데이터셋에 담긴 기록:

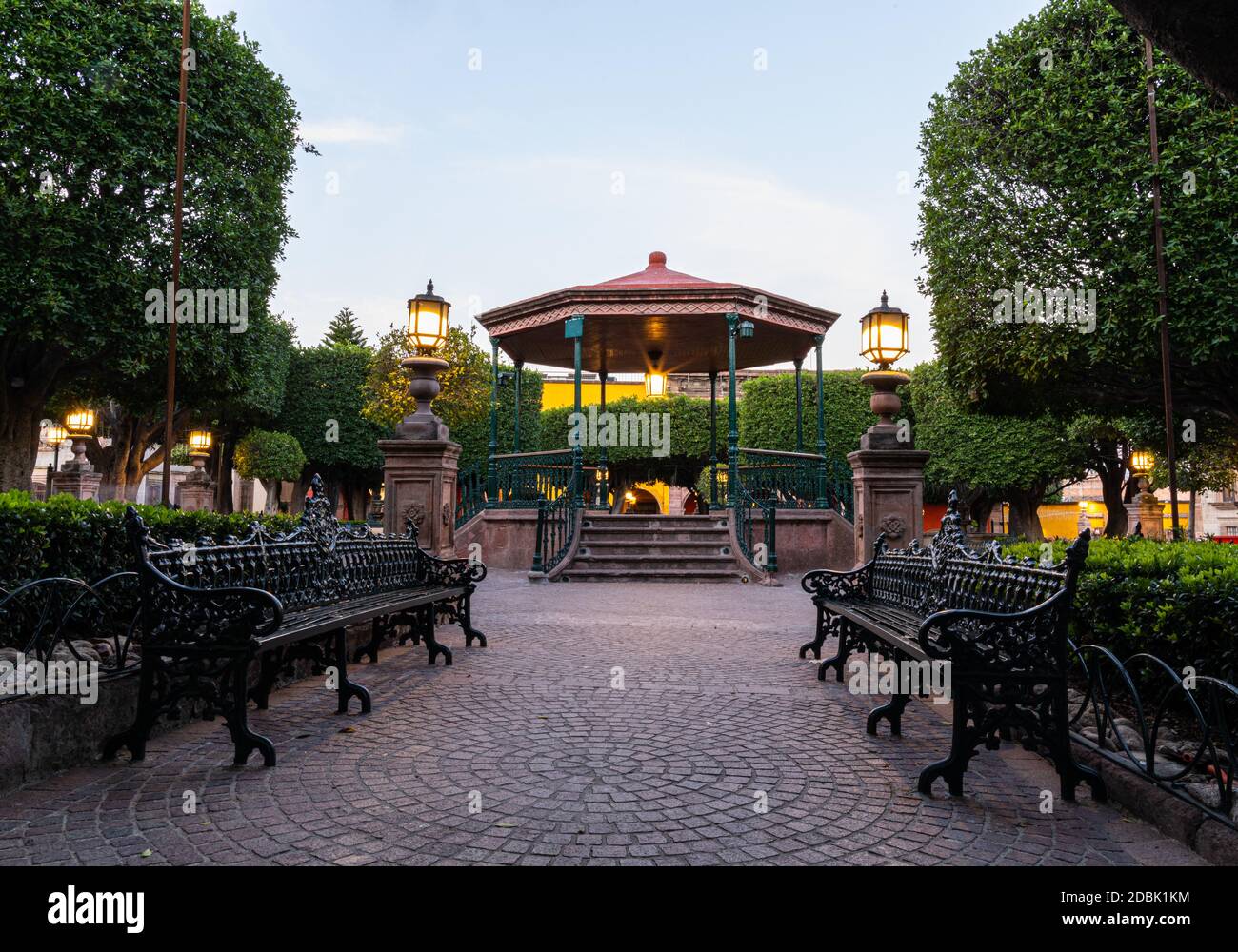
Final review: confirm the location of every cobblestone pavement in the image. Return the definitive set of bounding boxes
[0,573,1202,865]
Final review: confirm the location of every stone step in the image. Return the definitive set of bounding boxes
[561,564,743,583]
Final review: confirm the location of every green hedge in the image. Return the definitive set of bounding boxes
[0,491,297,590]
[1006,539,1238,683]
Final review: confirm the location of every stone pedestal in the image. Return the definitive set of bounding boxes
[1135,493,1165,539]
[50,438,103,499]
[176,469,215,512]
[379,438,461,558]
[847,370,929,565]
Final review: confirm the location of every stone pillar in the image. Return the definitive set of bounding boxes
[379,440,461,558]
[847,370,929,565]
[379,346,463,558]
[50,440,103,499]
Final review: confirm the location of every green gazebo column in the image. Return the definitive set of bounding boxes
[486,337,499,508]
[727,313,739,508]
[813,334,829,508]
[511,360,525,453]
[564,314,585,508]
[709,370,721,511]
[793,357,804,453]
[598,364,610,508]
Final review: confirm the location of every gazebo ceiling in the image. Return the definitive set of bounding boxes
[478,251,838,374]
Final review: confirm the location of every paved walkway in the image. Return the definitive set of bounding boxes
[0,573,1201,865]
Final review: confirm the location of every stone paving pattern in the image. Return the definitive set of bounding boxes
[0,573,1202,865]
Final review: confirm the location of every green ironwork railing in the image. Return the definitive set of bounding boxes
[487,449,572,508]
[739,449,854,518]
[532,483,577,573]
[455,462,486,528]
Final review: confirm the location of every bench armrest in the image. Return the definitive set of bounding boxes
[916,590,1069,672]
[421,551,487,588]
[800,565,870,602]
[143,564,284,644]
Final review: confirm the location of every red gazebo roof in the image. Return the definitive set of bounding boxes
[478,251,838,372]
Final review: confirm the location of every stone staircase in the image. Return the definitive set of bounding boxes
[561,512,744,582]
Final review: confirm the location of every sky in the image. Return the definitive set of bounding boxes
[206,0,1041,369]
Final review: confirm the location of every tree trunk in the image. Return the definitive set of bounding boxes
[1098,465,1129,539]
[0,401,42,491]
[1010,491,1045,543]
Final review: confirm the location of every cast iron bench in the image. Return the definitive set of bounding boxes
[800,494,1106,801]
[104,477,486,766]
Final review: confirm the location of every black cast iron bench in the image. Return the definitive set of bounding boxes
[104,477,486,766]
[800,494,1106,801]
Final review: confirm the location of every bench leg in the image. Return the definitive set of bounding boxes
[800,605,826,661]
[226,658,275,766]
[817,619,854,684]
[867,695,911,737]
[333,627,372,714]
[459,592,486,647]
[353,618,387,664]
[103,656,155,760]
[916,691,985,796]
[420,605,452,667]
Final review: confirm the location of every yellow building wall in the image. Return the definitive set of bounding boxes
[542,380,645,409]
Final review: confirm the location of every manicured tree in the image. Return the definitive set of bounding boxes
[235,429,307,512]
[911,363,1086,540]
[919,0,1238,430]
[0,0,300,487]
[277,345,390,518]
[322,307,366,347]
[366,327,545,469]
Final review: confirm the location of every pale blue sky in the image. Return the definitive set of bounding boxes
[206,0,1041,367]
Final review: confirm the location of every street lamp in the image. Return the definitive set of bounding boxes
[859,291,911,440]
[395,274,452,442]
[645,350,666,397]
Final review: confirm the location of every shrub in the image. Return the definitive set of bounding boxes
[1006,539,1238,681]
[0,491,297,590]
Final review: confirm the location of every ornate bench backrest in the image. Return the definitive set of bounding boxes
[128,477,426,611]
[869,493,1090,617]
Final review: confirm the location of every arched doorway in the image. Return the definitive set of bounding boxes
[619,486,663,516]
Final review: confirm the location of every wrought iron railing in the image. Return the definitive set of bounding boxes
[730,482,777,574]
[455,462,486,528]
[1069,644,1238,829]
[488,449,572,508]
[739,449,853,518]
[532,491,577,574]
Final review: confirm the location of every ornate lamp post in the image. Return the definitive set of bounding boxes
[847,291,928,564]
[379,281,465,557]
[861,291,911,448]
[50,407,103,499]
[395,281,452,441]
[1127,449,1165,539]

과제 개요:
위 목록의 모든 줄을 한 글자도 바꾸지 말고 그대로 옮겨 적되, 그림은 빼고 적으십시오.

연습 답안:
Final review: confirm the location of every cobblestone pavement in the image. Return the definitive set of bounding boxes
[0,573,1202,865]
Final review: confirm the location of every stone step in the image. Return the definitive set of bounding boxes
[561,564,743,583]
Final review: confirm the location of every green hedge in the image. Return the definitive set of bounding boxes
[0,491,297,590]
[1006,539,1238,683]
Final review: confirm the location of every stone pedestal in the image. Return the definitive set of bounding boxes
[1135,493,1165,539]
[50,438,103,499]
[176,469,215,512]
[379,438,461,558]
[847,370,929,565]
Final review: confirm the location of every stone pillar in the image. Return the definitive set of bounding boxes
[379,440,461,558]
[847,370,929,565]
[379,346,463,558]
[50,440,103,499]
Final review: confirm the location of every green gazebo column in the image. Return the definitive set of bounding boxes
[486,337,499,508]
[727,313,739,508]
[813,334,829,508]
[511,360,525,453]
[564,314,585,508]
[709,370,721,511]
[793,357,804,453]
[598,364,610,508]
Final review: confirm the location of every gazebo ceiling in the image. Return the definitive set of bounding boxes
[478,251,838,374]
Final review: confirm the location of every paved walkway in the image. Return the definitive set of bounding boxes
[0,573,1201,865]
Final review: confirm the location of every stone paving pattern in the image. Return the definitive set of bounding boxes
[0,573,1202,865]
Final review: confirm the location of every green ironwork railing in the image. Return the definitive set of bounding boxes
[487,449,572,508]
[739,449,854,518]
[532,483,577,573]
[455,462,486,528]
Final review: confirm the location of every bench armrest in the image. Return the definitive set of bounding boxes
[916,590,1069,672]
[421,551,487,588]
[800,565,870,602]
[143,564,284,644]
Final review: confirm the location of every red gazebo roof in the image. Return the definitive set of bounding boxes
[478,251,838,372]
Final review: confirm the location of every stone staircase in the image. Return the definitive set of bounding boxes
[561,512,744,582]
Final review: confirm the location of every sky in the image. Return the definitive set of bounding boxes
[206,0,1041,369]
Final review: confirm the location of every tree trunk in the image. Return the definitive set of bounding boxes
[1098,465,1129,539]
[0,401,42,491]
[1010,491,1045,543]
Final review: confirm the location of every cast iron bench in the image. Return the definitive set of bounding boxes
[800,494,1106,801]
[104,477,486,766]
Final review: confirm the location of every black cast iron bench in the image. Return the definitive set of bounding boxes
[104,477,486,766]
[800,494,1106,801]
Final review: confirm the location of every bench leg in the image. Return the definitive set of bounding boxes
[800,605,826,661]
[226,658,275,766]
[817,619,854,684]
[867,695,911,737]
[333,627,372,714]
[459,592,486,647]
[353,618,387,664]
[103,656,155,760]
[916,691,985,796]
[420,605,452,667]
Final review: confirm the location of every yellow building wall in the image. Return the definitive set of bounding boxes
[542,380,645,409]
Final review: confirm the location of every manicured tree in the image. Return the definitive set of bounding boxes
[235,429,307,512]
[911,363,1086,540]
[919,0,1238,430]
[0,0,300,487]
[277,345,390,518]
[322,307,366,347]
[366,327,545,469]
Final review: confirm the location of every pale blue sky in the image. Return the definitive set of bounding boxes
[206,0,1041,367]
Final review: confirm the location of every street lamp in the image. Return the definitive set of bounding boxes
[859,291,911,440]
[395,274,452,442]
[645,350,666,397]
Final review: confirm the location of every shrub in the image. Return the definitive set of bounding boxes
[1006,539,1238,681]
[0,491,297,590]
Final review: confirm the location of every ornate bench backrest in the image. Return the definitive set of bounding boxes
[128,477,426,611]
[869,493,1090,617]
Final review: confirm the location of every arched doorway in the image. Return the definitive set of bounding boxes
[619,486,663,516]
Final review: confirm the location of every wrought iron railing in the image. Return the definitive set of bounding boxes
[730,482,777,574]
[455,462,486,528]
[1069,644,1238,829]
[488,449,572,508]
[739,449,853,518]
[532,491,577,574]
Final review: confirm the location of every ornate lamp post in the image. Return the definitive set of bounding boxes
[847,291,928,564]
[379,281,465,557]
[861,291,911,448]
[50,407,103,499]
[395,281,452,441]
[1127,449,1165,539]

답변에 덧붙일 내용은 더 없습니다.